Task to complete>
Carry on the article about Indian models on the global runway, picking up right after its final sentence.

Page text>
____________________
India's New Wave: The Models Rewriting the Global Runway

India's New Wave: The Models Rewriting the Global Runway

Two years ago, a graduate student was waiting for a train in New York when a scout stopped her on the platform. Within a fortnight she had been cast by one of the most talked-about designers in the world. This year, that same woman opened a Chanel show and was named the house's first-ever Indian ambassador.

Her name is Bhavitha Mandava, and her story is no longer the exception. Across Paris, Milan, New York and London, a new generation of Indian and Indian-origin models is quietly rewriting who gets to walk the world's most coveted runways and what global fashion is supposed to look like.

A subway scouting and a Chanel first

Mandava was pursuing a master's at New York University when she was spotted in 2024. The momentum was immediate: a Bottega Veneta casting almost overnight, and then, this season, the moment that made headlines back home. By opening for Chanel and being appointed a house ambassador, she became the first Indian woman to do both for the maison, a milestone that would have felt improbable a decade ago.

What makes her rise resonate is not just the prestige of the names involved. It is the route. No dynasty, no decade of grooming, just the right face in the right frame at the right moment, and the readiness to say yes.

The men are walking, too

The story isn't only about women. At Milan Fashion Week, 21-year-old Nakul Bhardwaj from Delhi became the first Indian male model to walk for Versace, sharing the Spring/Summer 2025 lineup with global names like Gigi Hadid and Vittoria Ceretti. He has described getting the booking while sitting in a friend's apartment in Milan, worried the callbacks would never come, when the email simply read: "Job, Versace."

It is a detail worth holding onto, because it is the part most aspiring models recognise. The doubt, the silence between castings, and then the single yes that changes the trajectory.

Not a moment a movement

Bhardwaj and Mandava arrive on a path others have been widening for years. Delhi-born Avanti Nagrath opened a Versace show in Milan and became a fixture among luxury houses. Neelam Gill, Nidhi Sunil and Pooja Mor have walked the major weeks and fronted international campaigns, carrying South Asian representation into spaces that long defaulted to a narrow, Eurocentric idea of beauty.

Fashion writers have called this the rise, fall and return of the Indian supermodel and the framing matters. India had global faces before; what is different now is the depth of the bench and the platforms backing it, from international agencies signing Indian talent to luxury houses casting them in opening and ambassador roles rather than as one-off statements.
____________________
Available data>
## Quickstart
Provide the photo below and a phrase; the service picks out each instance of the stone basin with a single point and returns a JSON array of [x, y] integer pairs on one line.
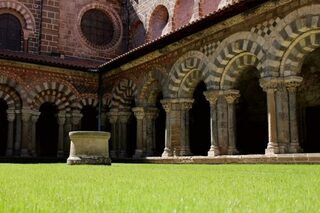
[[89, 147]]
____________________
Exercise answer>
Representation stops being a headline when it becomes a habit and that is the shift quietly underway on the world's runways right now.

What it looks like from Mumbai

Watch it from inside the Indian industry and a second story comes into focus. The same forces opening doors in Paris and Milan are reshaping the market at home: international brands shooting campaigns in India, e-commerce and advertising demanding a wider range of faces, and a steady flow of foreign talent working here on the very runways and sets that are gaining global attention.

For anyone building a career in front of the camera, the takeaway is grounded and useful. The barriers are real, but they are lower than they have ever been and the people crossing them rarely arrived fully formed. They were scouted on a platform, doubted between castings, and ready when the call came. Polish your basics, build an honest portfolio, and stay reachable, because the yes, when it comes, tends to come fast.

India's new wave didn't ask permission to belong on the global runway. It just kept showing up until the runway made room. Meet the faces we represent, or browse more stories from the Insider.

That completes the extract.